**SUPPLIED PASSAGE**.

——————————

Search on Google Cloud Platform - Cloud SQL

Continuing series on topic "Search on Google Cloud Platform", in this article I'll explore Cloud SQL as storage, namely PostgreSQL built in functionality for text search. Previous articles / solutions in this series are:

I'll repeat task description from previous articles: "Create autocomplete functionality on Google Cloud Platform for eshop so that when user searches some text it returns products name which contain that text". As a real life I am using Best buy data of their products. Webserver which renders search page and results is done in Flask framework (Python) and deployed on Google App Engine Flexible. Reason why I am using Flexible and not Standard is because at this time, it's not possible to connect to Cloud SQL PostgreSQL from GAE Standard.

Code for this project is in Github repository.

Google Cloud SQL

Cloud SQL was introduced in 2011 first supporting MySQL and in 2017 support for PostgreSQL was introduced and from now I will use usage and properties of Cloud SQL in context of PostgreSQL. Cloud SQL is fully managed database which means that server and disk storage are automatically provisioned. It has also aditional features like:

  • Automatic backups, it's possible to define daily window when backups should occur.
  • Automatic storage increase, so it shouldn't happen that you run out of disk space
  • High availability through replicas in different zones
  • Currently supports PostgreSQL 9.6, official version at the moment is 10 and 11 is in beta
  • Custom configuration of CPUs and memory, starting from 1 shared CPU and 0.6GB RAM up to 64 vCPUs and 416 GB of RAM memory
  • Storage capacity is ranging from 10GB up to 10TB
  • Bare minimal configuration starts from ~10$ per month, other services like automatic backups, replicas costs extra of course
  • Database migration from onpremise or another cloud provider
  • Network access rules, it possible to define IP addresses (ranges) which have access to database instance, or it's possible to use cloud sql proxy https://cloud.google.com/sql/docs/postgres/sql-proxy 

Database setup

I will use Google Cloud SDK to do command line operations, so first I will create database instance called "myinstance":

gcloud sql instances create myinstance --database-version=POSTGRES_9_6 --cpu=1 --memory=3840MiB
Created [https://www.googleapis.com/sql/v1beta4/projects/adventures-on-gcp/instances/myinstance].

——————————

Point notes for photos
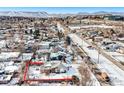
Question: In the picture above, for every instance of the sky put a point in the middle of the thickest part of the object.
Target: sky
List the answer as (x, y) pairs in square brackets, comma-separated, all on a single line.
[(64, 9)]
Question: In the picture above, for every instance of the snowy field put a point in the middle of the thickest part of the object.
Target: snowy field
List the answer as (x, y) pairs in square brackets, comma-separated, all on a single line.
[(115, 73)]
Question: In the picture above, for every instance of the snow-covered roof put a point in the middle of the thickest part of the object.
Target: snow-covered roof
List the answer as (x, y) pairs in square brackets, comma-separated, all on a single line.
[(6, 55)]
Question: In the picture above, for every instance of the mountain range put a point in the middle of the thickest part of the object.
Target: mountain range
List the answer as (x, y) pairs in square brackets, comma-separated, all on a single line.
[(46, 15)]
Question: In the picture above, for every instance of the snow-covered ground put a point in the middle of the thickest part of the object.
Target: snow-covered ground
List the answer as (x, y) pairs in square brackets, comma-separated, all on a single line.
[(115, 73)]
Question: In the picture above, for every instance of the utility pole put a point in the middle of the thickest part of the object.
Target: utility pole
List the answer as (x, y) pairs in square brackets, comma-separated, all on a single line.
[(98, 55)]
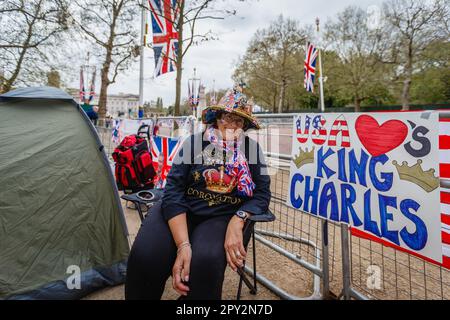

——————————

**DIRECTIVES**.
1 - Please list every option flag, with its value, used in the gcloud command that creates the database instance in the Cloud SQL article.
2 - Carry the Cloud SQL article forward from the point where it stops.
This data has no role in any of the work.

**ANSWERS BELOW**.
1 -
--database-version=POSTGRES_9_6
--cpu=1
--memory=3840MiB

2 -
NAME DATABASE_VERSION LOCATION TIER ADDRESS STATUS
myinstance POSTGRES_9_6 us-central1-a db-custom-1-3840 35.232.43.115 RUNNABLE

Note: if you don't have set zone and region in your configuration, you can set it there or you can use --zone and --region flag to specify region and zone where database instance should be.

Note2: It good to have web server and database instance in the same zone for best performance / smallest latency.

Next step is to create database in database instance:

gcloud sql databases create eshop --instance=myinstance

Creating Cloud SQL database...done. 
Created database [eshop].
instance: myinstance
name: eshop
project: adventures-on-gcp

Default user postgres is automatically created which I will use for this example, but I need to set password for it.

gcloud sql users set-password postgres --instance myinstance --host=% --prompt-for-password

 

Database model

All stuff related to database is in file sql_search.py. It's worth mentioning that I am using SQLAlchemy as ORM and SQLAlchemy-Searchable integrates PostgreSQL's full text search into SQLAlchemy models. Content of sql_search.py file:

import os
import sqlalchemy
from sqlalchemy import create_engine, Column, String, Float, BigInteger
from sqlalchemy.orm import sessionmaker
from sqlalchemy.ext.declarative import declarative_base
from sqlalchemy_searchable import make_searchable
from sqlalchemy_utils.types import TSVectorType
from sqlalchemy_searchable import search
from sqlalchemy_searchable import sync_trigger

from db_settings import USERNAME, PASSWORD, DB_NAME


SQLALCHEMY_DATABASE_URI = os.environ['SQLALCHEMY_DATABASE_URI']

if not SQLALCHEMY_DATABASE_URI:
    SQLALCHEMY_DATABASE_URI='postgresql+psycopg2://{USER_NAME}:{PASSWORD}@127.0.0.1:5431/{DATABASE_NAME}'.format(
        USER_NAME=USERNAME, PASSWORD=PASSWORD, DATABASE_NAME=DB_NAME
    )

# these are some necessary lines
Base = declarative_base()
make_searchable(Base.metadata)
engine = create_engine(SQLALCHEMY_DATABASE_URI, echo=True)
sqlalchemy.orm.configure_mappers()

Session = sessionmaker(bind=engine)
session = Session()


class Product(Base):
    """Table for products"""
    __tablename__ = 'products'

    sku = Column(BigInteger, primary_key=True)
    product_name = Column(String)
    price = Column(Float)
    sale_price = Column(Float)
    type = Column(String)
    url = Column(String)
    image = Column(String)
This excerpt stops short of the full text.